#### BRIEF:
Output, please, every line from the line that holds "Exercise. Point to the wooden dock" to the end, exactly as written.

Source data
■ ■ ■ ■ ■

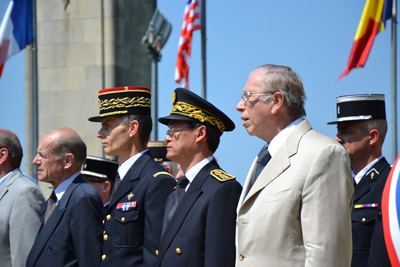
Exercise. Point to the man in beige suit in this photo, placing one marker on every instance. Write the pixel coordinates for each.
(296, 212)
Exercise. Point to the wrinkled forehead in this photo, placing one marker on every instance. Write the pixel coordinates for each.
(177, 123)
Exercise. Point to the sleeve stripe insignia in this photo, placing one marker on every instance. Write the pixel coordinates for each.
(159, 173)
(221, 176)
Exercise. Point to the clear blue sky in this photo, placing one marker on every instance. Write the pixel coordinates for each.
(312, 37)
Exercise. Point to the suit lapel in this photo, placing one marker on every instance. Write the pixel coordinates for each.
(132, 175)
(47, 230)
(248, 183)
(277, 165)
(187, 202)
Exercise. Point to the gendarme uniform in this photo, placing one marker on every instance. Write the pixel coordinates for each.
(201, 232)
(367, 231)
(101, 170)
(133, 223)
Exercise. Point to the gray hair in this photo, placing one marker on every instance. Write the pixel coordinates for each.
(71, 144)
(10, 141)
(283, 79)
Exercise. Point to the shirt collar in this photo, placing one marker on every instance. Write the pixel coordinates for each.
(61, 188)
(281, 137)
(360, 174)
(124, 168)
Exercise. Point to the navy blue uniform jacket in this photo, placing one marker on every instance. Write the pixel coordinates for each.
(132, 234)
(368, 242)
(202, 230)
(72, 235)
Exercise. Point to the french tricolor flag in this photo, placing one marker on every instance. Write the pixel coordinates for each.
(15, 29)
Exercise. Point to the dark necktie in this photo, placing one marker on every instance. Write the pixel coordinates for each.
(263, 158)
(51, 205)
(179, 192)
(117, 181)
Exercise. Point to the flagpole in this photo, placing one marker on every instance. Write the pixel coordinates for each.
(203, 50)
(394, 81)
(35, 108)
(31, 100)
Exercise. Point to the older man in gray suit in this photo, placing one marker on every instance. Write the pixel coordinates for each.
(20, 203)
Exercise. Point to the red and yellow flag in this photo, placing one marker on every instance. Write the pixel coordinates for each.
(373, 20)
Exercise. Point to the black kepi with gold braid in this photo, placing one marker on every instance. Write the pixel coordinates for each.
(188, 106)
(123, 101)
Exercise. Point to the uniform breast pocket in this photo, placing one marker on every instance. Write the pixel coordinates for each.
(363, 222)
(128, 225)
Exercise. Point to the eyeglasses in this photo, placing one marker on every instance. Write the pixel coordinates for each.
(173, 131)
(246, 95)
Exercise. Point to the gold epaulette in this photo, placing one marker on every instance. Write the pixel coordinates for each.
(221, 176)
(166, 173)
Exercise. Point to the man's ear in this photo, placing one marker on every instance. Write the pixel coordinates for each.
(373, 136)
(3, 155)
(201, 132)
(278, 99)
(69, 160)
(133, 128)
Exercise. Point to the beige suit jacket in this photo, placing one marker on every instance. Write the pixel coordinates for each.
(298, 211)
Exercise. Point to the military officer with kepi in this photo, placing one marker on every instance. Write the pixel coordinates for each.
(362, 126)
(133, 222)
(200, 215)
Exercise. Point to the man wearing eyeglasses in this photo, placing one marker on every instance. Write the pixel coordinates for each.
(133, 223)
(295, 206)
(199, 220)
(101, 173)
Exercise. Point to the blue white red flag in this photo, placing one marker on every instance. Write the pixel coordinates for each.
(391, 214)
(191, 22)
(15, 29)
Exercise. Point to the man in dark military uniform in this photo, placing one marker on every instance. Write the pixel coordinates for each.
(200, 215)
(133, 221)
(362, 126)
(101, 174)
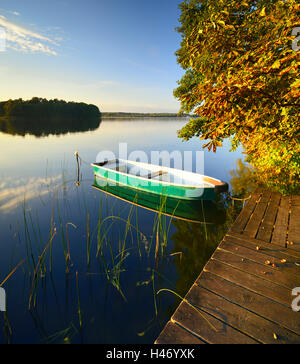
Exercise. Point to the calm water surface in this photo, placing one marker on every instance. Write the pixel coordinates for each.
(122, 254)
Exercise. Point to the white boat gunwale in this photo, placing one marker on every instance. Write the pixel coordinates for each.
(169, 170)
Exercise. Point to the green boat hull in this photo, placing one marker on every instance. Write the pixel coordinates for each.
(155, 187)
(197, 211)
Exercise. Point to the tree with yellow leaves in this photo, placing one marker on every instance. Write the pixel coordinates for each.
(242, 82)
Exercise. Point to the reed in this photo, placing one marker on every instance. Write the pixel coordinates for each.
(78, 302)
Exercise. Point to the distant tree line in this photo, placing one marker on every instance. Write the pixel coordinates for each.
(107, 115)
(42, 117)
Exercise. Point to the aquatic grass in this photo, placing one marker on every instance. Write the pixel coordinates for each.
(11, 273)
(35, 277)
(64, 336)
(78, 302)
(88, 237)
(191, 305)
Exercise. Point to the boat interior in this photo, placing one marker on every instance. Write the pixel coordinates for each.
(156, 173)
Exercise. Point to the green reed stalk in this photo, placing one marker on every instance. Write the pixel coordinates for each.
(78, 301)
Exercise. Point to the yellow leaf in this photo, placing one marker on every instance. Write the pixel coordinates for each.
(276, 64)
(221, 22)
(263, 12)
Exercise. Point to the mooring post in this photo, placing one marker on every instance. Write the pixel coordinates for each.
(78, 169)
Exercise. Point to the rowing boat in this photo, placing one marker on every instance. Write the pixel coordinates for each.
(160, 180)
(194, 211)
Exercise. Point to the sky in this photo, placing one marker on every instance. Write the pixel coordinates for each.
(116, 54)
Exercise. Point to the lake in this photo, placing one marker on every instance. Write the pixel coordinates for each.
(92, 264)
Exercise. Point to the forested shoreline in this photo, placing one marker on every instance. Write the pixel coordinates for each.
(41, 117)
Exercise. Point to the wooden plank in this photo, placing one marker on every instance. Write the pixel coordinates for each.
(255, 284)
(175, 335)
(251, 301)
(207, 327)
(288, 267)
(294, 228)
(281, 224)
(243, 320)
(273, 275)
(246, 213)
(266, 229)
(256, 218)
(295, 200)
(271, 248)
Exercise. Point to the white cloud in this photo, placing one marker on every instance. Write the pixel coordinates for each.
(21, 39)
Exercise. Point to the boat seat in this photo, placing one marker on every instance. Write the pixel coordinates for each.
(153, 175)
(107, 163)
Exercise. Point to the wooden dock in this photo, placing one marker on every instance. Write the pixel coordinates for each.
(244, 294)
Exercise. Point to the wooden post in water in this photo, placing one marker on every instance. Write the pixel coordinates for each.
(78, 169)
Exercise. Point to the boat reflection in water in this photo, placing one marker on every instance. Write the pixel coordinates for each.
(189, 210)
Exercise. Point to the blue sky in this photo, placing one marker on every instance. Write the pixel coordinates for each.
(117, 54)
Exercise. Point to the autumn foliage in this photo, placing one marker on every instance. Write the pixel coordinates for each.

■ ■ ■ ■ ■

#### RESULT BELOW:
Exercise. Point to the wooden dock in this photo, placing one marker on every instance. Write the pixel coordinates for each.
(244, 294)
Exercise. Point to the wooden post in water in this photo, placing one marker on every instance. Write the pixel coordinates for each.
(78, 169)
Exercise. Point to the boat reflection in water in this photo, placing one marker on every instance. Write the pixel coordinates for each.
(189, 210)
Exercise. Point to the blue sky in this photo, placing one marker on every instance. Write the pixel coordinates for each.
(117, 54)
Exercise. Point to the autumn foliage in this photo, placing one marker on every instance. Write the pixel coordinates for each.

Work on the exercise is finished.